Material for this exercise:
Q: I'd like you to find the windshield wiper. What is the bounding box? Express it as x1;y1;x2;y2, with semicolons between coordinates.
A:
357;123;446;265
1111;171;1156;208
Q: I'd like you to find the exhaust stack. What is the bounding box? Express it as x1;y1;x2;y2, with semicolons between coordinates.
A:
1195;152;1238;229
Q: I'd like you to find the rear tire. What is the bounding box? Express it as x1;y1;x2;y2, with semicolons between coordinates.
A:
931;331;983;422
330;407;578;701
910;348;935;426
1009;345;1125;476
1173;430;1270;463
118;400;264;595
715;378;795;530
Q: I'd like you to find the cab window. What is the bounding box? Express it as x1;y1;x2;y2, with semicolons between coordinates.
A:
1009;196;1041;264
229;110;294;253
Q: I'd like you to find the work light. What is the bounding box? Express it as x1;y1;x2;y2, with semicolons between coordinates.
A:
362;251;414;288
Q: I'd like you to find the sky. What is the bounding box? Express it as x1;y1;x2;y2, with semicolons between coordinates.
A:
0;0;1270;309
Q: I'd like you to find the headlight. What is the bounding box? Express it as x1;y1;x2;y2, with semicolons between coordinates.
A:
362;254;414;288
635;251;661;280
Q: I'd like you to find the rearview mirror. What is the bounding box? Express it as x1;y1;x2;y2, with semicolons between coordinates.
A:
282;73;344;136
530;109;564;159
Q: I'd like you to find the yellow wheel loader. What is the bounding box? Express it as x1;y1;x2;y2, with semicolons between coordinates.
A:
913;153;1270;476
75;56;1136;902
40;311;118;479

==

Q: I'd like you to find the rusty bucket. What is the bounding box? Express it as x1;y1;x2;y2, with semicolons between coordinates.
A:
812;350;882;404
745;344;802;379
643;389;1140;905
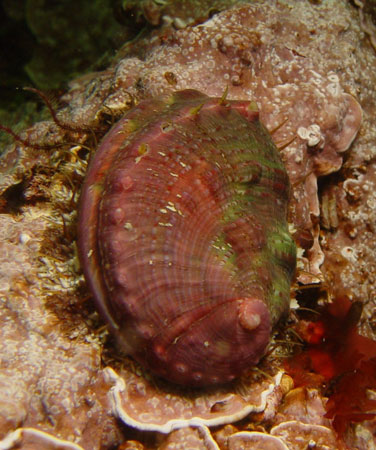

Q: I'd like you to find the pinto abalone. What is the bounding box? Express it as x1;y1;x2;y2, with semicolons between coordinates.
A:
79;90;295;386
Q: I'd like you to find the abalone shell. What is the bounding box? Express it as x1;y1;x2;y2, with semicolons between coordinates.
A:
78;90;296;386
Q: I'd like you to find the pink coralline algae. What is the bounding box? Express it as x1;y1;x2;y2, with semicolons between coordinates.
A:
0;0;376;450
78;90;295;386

...

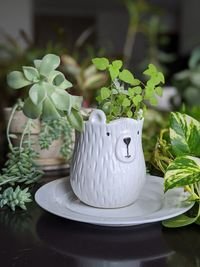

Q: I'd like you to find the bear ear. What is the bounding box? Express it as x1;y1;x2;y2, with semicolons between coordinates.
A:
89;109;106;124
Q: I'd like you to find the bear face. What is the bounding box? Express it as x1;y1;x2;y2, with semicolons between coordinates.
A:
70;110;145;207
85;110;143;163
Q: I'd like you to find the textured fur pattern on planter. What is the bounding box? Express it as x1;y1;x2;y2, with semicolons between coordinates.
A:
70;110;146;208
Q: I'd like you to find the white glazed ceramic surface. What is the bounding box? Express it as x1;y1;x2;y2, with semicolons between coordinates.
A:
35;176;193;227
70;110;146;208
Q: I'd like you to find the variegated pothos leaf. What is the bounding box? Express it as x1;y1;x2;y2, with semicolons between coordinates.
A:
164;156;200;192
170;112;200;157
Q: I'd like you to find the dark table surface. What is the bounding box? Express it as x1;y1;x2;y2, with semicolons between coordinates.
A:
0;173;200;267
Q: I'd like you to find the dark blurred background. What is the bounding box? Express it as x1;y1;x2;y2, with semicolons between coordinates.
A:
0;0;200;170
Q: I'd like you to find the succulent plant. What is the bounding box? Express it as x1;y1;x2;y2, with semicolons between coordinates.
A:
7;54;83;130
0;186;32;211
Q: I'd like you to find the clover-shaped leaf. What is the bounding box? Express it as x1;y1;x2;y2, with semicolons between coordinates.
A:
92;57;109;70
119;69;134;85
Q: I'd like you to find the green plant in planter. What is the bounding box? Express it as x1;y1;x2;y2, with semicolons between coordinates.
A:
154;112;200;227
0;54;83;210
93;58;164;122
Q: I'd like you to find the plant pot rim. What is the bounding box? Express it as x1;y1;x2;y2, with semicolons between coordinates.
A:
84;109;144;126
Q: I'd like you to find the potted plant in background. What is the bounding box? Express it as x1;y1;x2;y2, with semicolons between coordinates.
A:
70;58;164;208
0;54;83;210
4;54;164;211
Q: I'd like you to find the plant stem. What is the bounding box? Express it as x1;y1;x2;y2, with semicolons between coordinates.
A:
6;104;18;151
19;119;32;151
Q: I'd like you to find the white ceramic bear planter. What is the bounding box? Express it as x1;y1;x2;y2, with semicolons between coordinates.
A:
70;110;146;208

Exercise: In the entries from the line with "Q: I'd like you to find the exhaust" through the line with "715;378;795;530", rename "rear tire" to "back tire". Write out only those lines again, with nothing else altered.

Solution:
Q: I'd like you to find the exhaust stack. What is the bounding box? Express it as x1;y1;x2;y2, with semicolons between coordinates.
A:
1195;152;1238;229
Q: I'd like you to find the back tire. What is the bounding box? Express it as x1;y1;x2;y2, with semicolons between coordinates.
A:
931;331;983;422
330;407;578;701
910;348;935;426
1009;345;1125;476
1173;430;1270;463
118;400;264;595
715;378;795;530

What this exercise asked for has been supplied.